### Page ###

When white privilege isn’t white: Confessions of a complacent Latina

On Saturday, March 25, 1911, there was a fire at a garment factory in New York City. Within less than 30 minutes, the fire had claimed the lives of 146 mostly young immigrant women. I’ve been so moved by this tragedy since first hearing about it, felt so connected to the personal stories of these women, that it inspired me to write my first novel. So on Friday, March 24 of this year, I was taking an early morning bus from DC to New York to attend the commemorative events.

Shirtwaists carried in honor of the victims.

I arrived at Union Station an hour before my bus and headed straight for the restroom, which was occupied almost entirely by homeless women, doing what we all do when we first wake up in the morning. Brushing teeth, fixing hair, looking in the mirror; some were putting on makeup. Bags with their few possessions sat open on the floor nearby.

Now, I know homeless people “live” in bus and train stations, and it’s obvious on the most basic level that they’d use those restrooms. Still, it was jarring to me. I didn’t feel like being confronted with an uncomfortable reality before six o’clock in the morning. And I wasn’t just confronted with it, I was sharing the bathroom with it, competing with it for space in front of the mirror before I’d even had my morning coffee.

Crowd gathered outside the historic factory building at the Corner of Greene Street and Washington Place to honor the memory of the fire.

Facing uncomfortable realities is a ubiquitous part of life. But it’s somehow become a daily occurrence in the nightmare shit show that’s descended on our country since last November. It’s constant, inescapable.

And I must confess, with due self-awareness, that I’d spent the past few years of my life in a state of relative complacency. Sure I’m Hispanic and have at times encountered some real doozies in prejudiced stupidity … you’d be surprised if I told you the source of it sometimes. But as a Puerto Rican, I’ve been a US citizen since birth. I am very assimilated, and my hometown for the past 20 years has been Washington DC, a known “coastal elite bubble.” My son attends a bilingual school among many other children of diverse ethnic, socioeconomic, cultural, and gender-identity backgrounds.

I knew these past several years that things are far from perfect. I’d just been sufficiently untouched by bad stuff that I didn’t (need to) sweat it too much. For all my education, travels, so-called sophistication, for all my pursuit of diversity and my righteous outrage over systems that oppress the underprivileged, even as a woman of color, I’d embraced the safety of a life where my privilege was hardly ever questioned, much less threatened. I liked things that way, took them for granted.  I didn’t ignore the undercurrents of egregious inequality everywhere, but I did, for all practical purposes, choose to remain silent about them.

A lot of folks have articulated well how the recent election has awoken a bunch of us out of our complacency. That it’s a good thing this is happening. Like the beautiful essay We were made for these times, which inspired the quote that appears at the top of this post. It’s all so true. If we all waited for injustice to affect us directly before we spoke out for what’s right, the wrongs we humans inflict on one another would never be righted.

###

* Task
Pick up the essay above about a Puerto Rican woman's complacency after its last sentence and keep writing it.

### Data excerpt ###

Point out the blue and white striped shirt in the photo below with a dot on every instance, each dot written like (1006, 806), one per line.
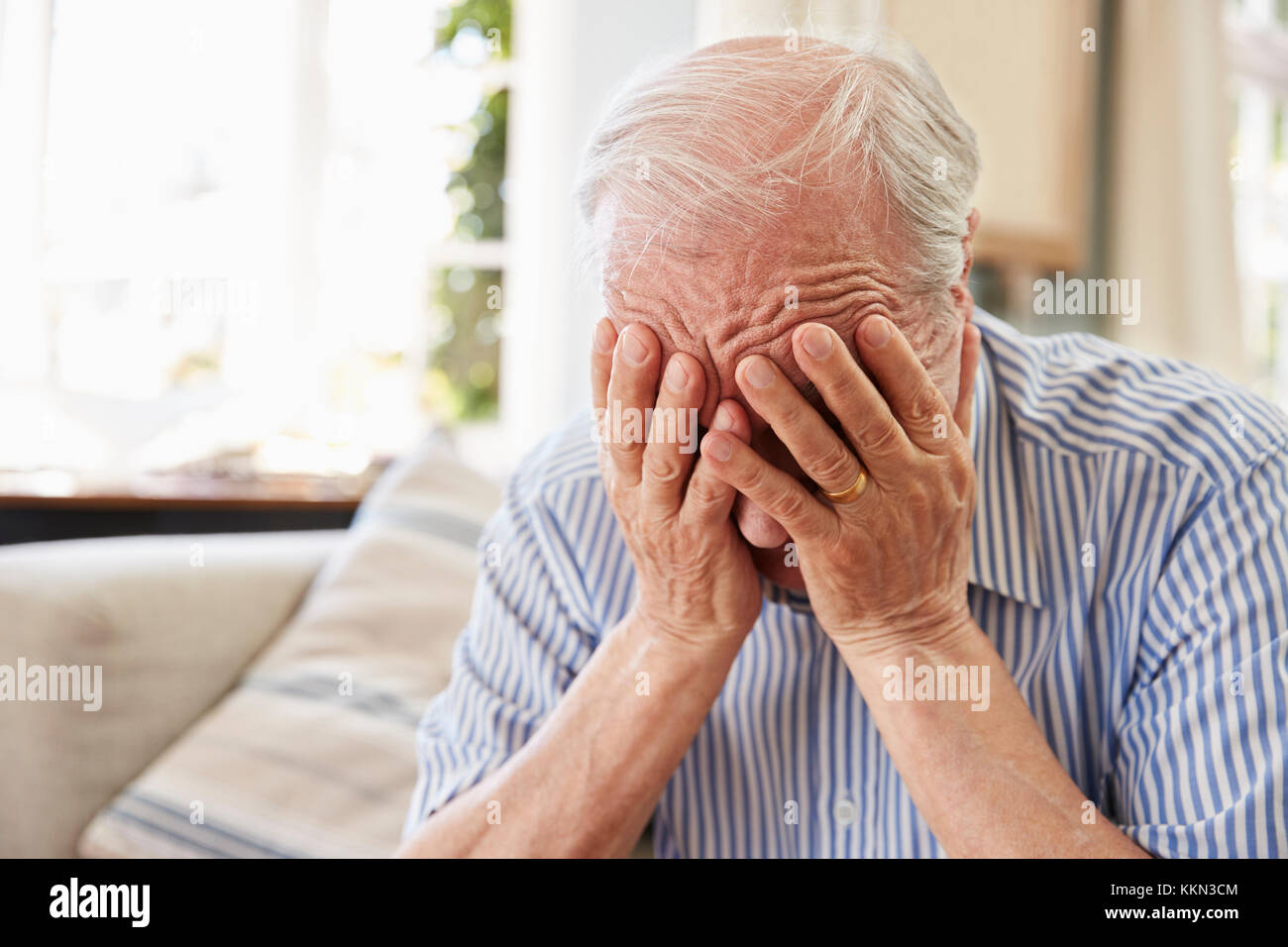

###

* In response
Ours is not the task of fixing the entire world all at once, but of stretching out to mend the part of the world that is within our reach. … It is not given to us to know which acts or by whom, will cause the critical mass to tip toward an enduring good.
What is needed for dramatic change is an accumulation of acts, adding, adding to, adding more, continuing … One of the most calming and powerful actions you can do to intervene in a stormy world is to stand up and show your soul. Soul on deck shines like gold in dark times.”

It’s just so easy to get bogged down, too. By outrage, powerlessness, uncertainty about what to do next. Every single day —EVERY. DAY.— I alternate between feeling grateful and determined to stay woke, and longing for the familiar comfort zone of the harbor I had known.

Back in the ladies’ room at Union Station, I noticed the homeless women were getting themselves ready to look just like any of the other travelers waiting to board a train or bus. I saw some again outside the restroom, and it worked well, they completely blended in. Had I not seen them in a more private moment, I’d never have known they were homeless.

In fact, I realized I’d seen one of them before, on a previous trip. My train was delayed, she was sitting next to me at the gate, and thinking she was a fellow traveler, I’d asked her if she was also waiting for the same train. She snapped and yelled that no she wasn’t, then grabbed her bag and stormed off. I remember feeling rather stung by her unkindness.

But you know, I’d just spent the morning doing the same exact thing as those women, dressing for a part. In my case, the part of an educated, moderately sophisticated urban wife and mother, an Americanized Puerto Rican who teaches Spanish, who reads, writes and travels. And please-god let me look the part of someone who’s written a story worthy of being read by more than 20 people. Most of the time though, I don’t know what the hell I’m doing and I suffer from crippling impostor syndrome.

Every year, volunteers with street chalk visit the homes of the fire victims throughout the city, and write a commemorative message on the sidewalk. This was my first year participating. It was humbling, and an honor.

So, I could profess to feel a deep bond with women who perished in a fire over a hundred years ago, but bemoaned having to share a bathroom with homeless women on my way to honor the century-old tragedy? And this is what it boils down to. I’ve embraced, for decades, a sense of empathy in abstract, in theory, removed. Injustice hadn’t touched me in any real sense, so I could toot my own political correctness horn but remain generally silent about it. This is what we refer to when we talk about white privilege, or privilege in general, and why we need to keep talking about it. It’s something that I, even as a person of color, have been guilty of.

Something’s shifted, though, within me. It’s baby steps. One day at a time. But it’s true and irrevocable. Because our mutual destiny is inescapable and “tied in a single garment.” The homeless woman who yelled at me? I wasn’t exactly kind to her, either, on our second encounter. But she absolutely is my fellow traveler. So were the women in the restroom that morning. So are you. And remaining silent as though the plight of less fortunate sisters and brothers here and now isn’t mine and ours to bear is simply no longer an option. And so maybe I will look back on this time, and I will be grateful to my intolerant, unkind teachers after all.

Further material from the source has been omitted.